### Given text ###

To facilitate further analysis and visualization, we convert this long format DataFrame to a wide format DataFrame, with each column representing a year and each row representing a month. This is done using the unstack() function.
After resetting the DataFrame index for better data structure, we save the resulting DataFrame into a new CSV file. This CSV file contains average monthly temperatures over the years and will be useful for understanding broader temperature trends and providing context to our Fourier regression model.
import pandas as pd
# Read the CSV file
temperature_df = pd.read_csv(f'{station_path}/bogor_temperature.csv', sep=';')
# Convert the 'date' column to datetime type
temperature_df['date'] = pd.to_datetime(temperature_df['date'])
# Create 'month' and 'year' columns
temperature_df['month'] = temperature_df['date'].dt.month
temperature_df['year'] = temperature_df['date'].dt.year
# Group by 'month' and 'year' and calculate the average temperature
grouped_temperature_df = temperature_df.groupby(['month', 'year'])['temperature'].mean()
# Use unstack to pivot on the 'year' level of the index
wide_format_monthly_df = grouped_temperature_df.unstack(level='year')
# Reset the index
wide_format_monthly_df.reset_index(inplace=True)
# Save the resulting DataFrame into a new CSV file
wide_format_monthly_df.to_csv(f'{output_path}/bogor_temperature_monthly_avg_wide.csv', sep=';')
# Preview the output
wide_format_monthly_df
Above code will produce output previews like below.
Table 2. Monthly average of temperature
4.1.3 Assigning monthly data into across the corresponding days of the month
In order to prepare our dataset for Fourier regression modeling, we need to map the average monthly temperature values to their corresponding days of the year. This step is crucial as it enables the creation of a continuous time series from the previously calculated monthly averages.
We begin this process by defining the number of days in each month, differentiating between leap and non-leap years. Then, we create a new DataFrame, dayofyear_df, with a 'dayofyear' column that sequentially enumerates each day of the year from 1 to 366. A binary 'leap' column is also added to indicate if the day corresponds to a leap year.
To map the 'dayofyear' to the corresponding month, we create a 'month' column using np.repeat() to repeat the month index according to the number of days in each month. This column is then adjusted for non-leap years.
The average monthly temperatures, stored in monthly_avg_df, are merged with the dayofyear_df DataFrame, repeating each monthly average across the corresponding days of the month. As a result, we obtain a DataFrame with daily granularity, which contains the corresponding average monthly temperature for each day.

### Listed entries ###

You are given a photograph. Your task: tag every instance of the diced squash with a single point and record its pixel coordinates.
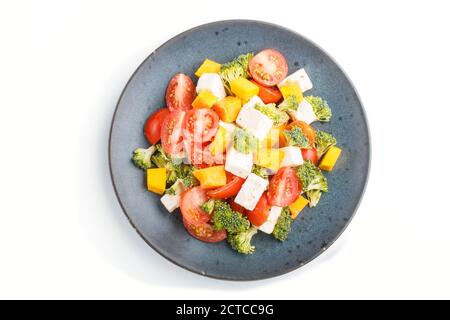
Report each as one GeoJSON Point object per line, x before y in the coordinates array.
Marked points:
{"type": "Point", "coordinates": [269, 158]}
{"type": "Point", "coordinates": [156, 180]}
{"type": "Point", "coordinates": [212, 177]}
{"type": "Point", "coordinates": [292, 89]}
{"type": "Point", "coordinates": [205, 99]}
{"type": "Point", "coordinates": [228, 108]}
{"type": "Point", "coordinates": [219, 144]}
{"type": "Point", "coordinates": [330, 158]}
{"type": "Point", "coordinates": [244, 89]}
{"type": "Point", "coordinates": [208, 66]}
{"type": "Point", "coordinates": [297, 206]}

###

> _Set problem A_:
Answer these questions about the temperature processing walkthrough:
(i) Which function converts the long format DataFrame to a wide format one?
(ii) What separator does the code pass when reading the CSV file?
(iii) What range of values does the 'dayofyear' column enumerate?
> _Set problem B_:
According to the temperature processing walkthrough, why are the average monthly temperature values mapped to their corresponding days of the year?
> _Set problem C_:
List every column name that appears in single quotation marks in the temperature processing walkthrough, counting each name once.

> _Task output A_:
(i) unstack()
(ii) A semicolon (';')
(iii) 1 to 366

> _Task output B_:
The mapping prepares the dataset for Fourier regression modeling. It enables the creation of a continuous time series from the previously calculated monthly averages.

> _Task output C_:
'date', 'month', 'year', 'temperature', 'dayofyear', 'leap'